Excerpts of location labeling data
* Begin *

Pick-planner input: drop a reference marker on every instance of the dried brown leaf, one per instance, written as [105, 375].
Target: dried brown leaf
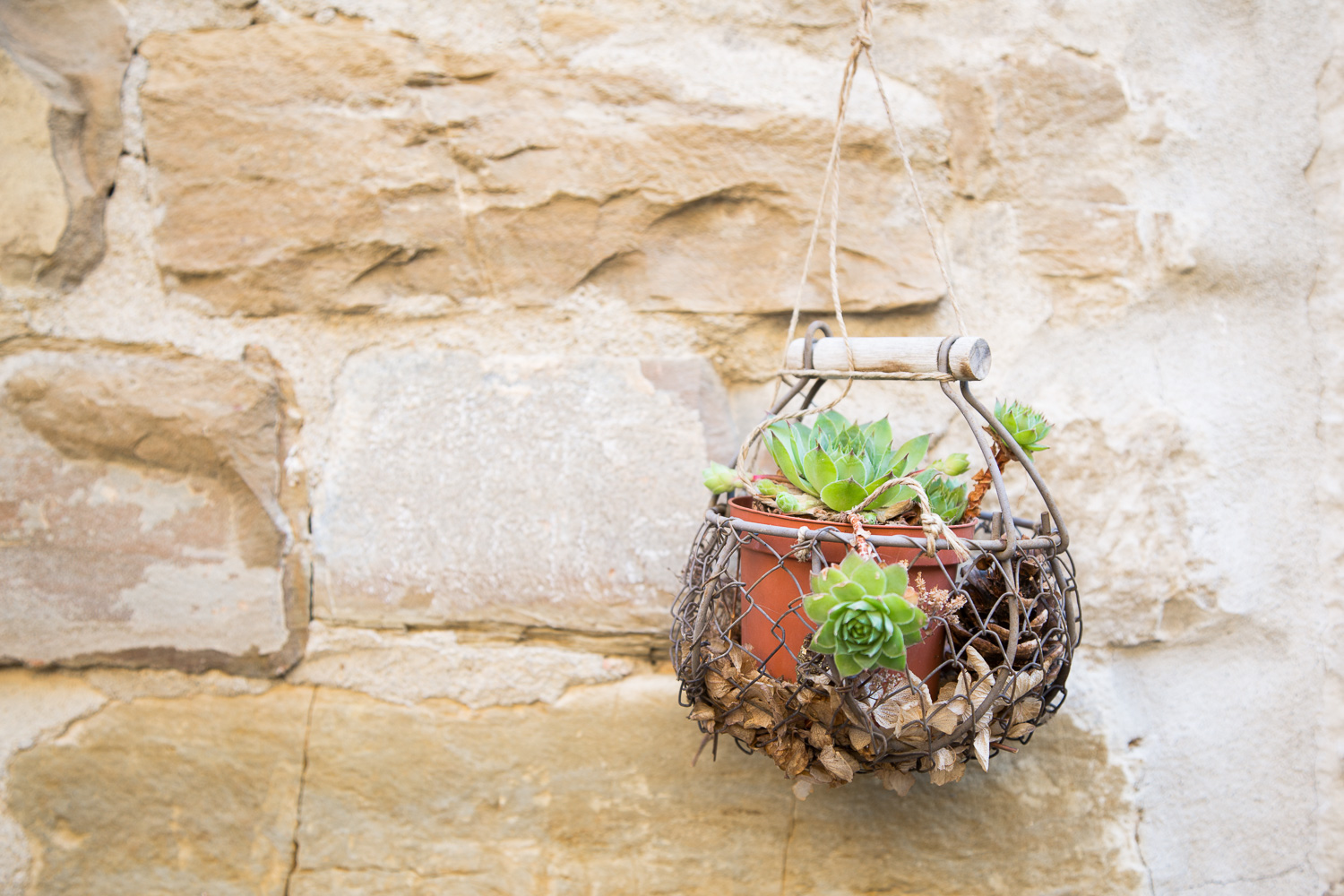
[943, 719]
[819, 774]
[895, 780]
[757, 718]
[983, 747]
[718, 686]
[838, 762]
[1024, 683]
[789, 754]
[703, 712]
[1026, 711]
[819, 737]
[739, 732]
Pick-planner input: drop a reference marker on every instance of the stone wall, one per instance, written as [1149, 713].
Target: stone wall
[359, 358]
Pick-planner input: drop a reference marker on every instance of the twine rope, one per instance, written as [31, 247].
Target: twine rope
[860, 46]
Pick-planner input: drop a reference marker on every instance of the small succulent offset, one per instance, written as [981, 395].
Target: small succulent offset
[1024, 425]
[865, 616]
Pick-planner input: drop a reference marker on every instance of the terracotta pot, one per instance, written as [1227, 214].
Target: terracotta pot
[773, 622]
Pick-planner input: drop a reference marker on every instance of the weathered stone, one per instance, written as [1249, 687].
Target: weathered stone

* End *

» What to work on:
Without including any picture, repeat the data exactly.

» Reply:
Pick-planner input: drop a reference marker on every instance of the dried brown leaf, one per instance, written as [105, 375].
Target: dried brown leaf
[943, 719]
[819, 774]
[895, 780]
[757, 718]
[983, 747]
[718, 686]
[838, 762]
[1024, 683]
[789, 754]
[703, 712]
[1026, 711]
[819, 737]
[739, 732]
Pick-planner input: drop a reference marker on every instance of the stone wall, one per instance, written as [1149, 713].
Target: stone wall
[359, 358]
Pick-planner input: drop a reference marker on every instance of the twine rope, one per instance, written as [31, 247].
Target: twine rope
[860, 46]
Pick-planner input: drop a reference marker on every instance of the small succulent offset, one per instance, written as [981, 395].
Target: small succulent offset
[1024, 425]
[865, 616]
Pick-planner input: drop a reference marker on every instance of the terracotta pot, one per instance, written as [1227, 214].
Target: terracotta pot
[773, 622]
Pick-planner input: drop a reference marker on every instance of the weathered stone, one per instance, written as [1249, 687].
Target: weathered stone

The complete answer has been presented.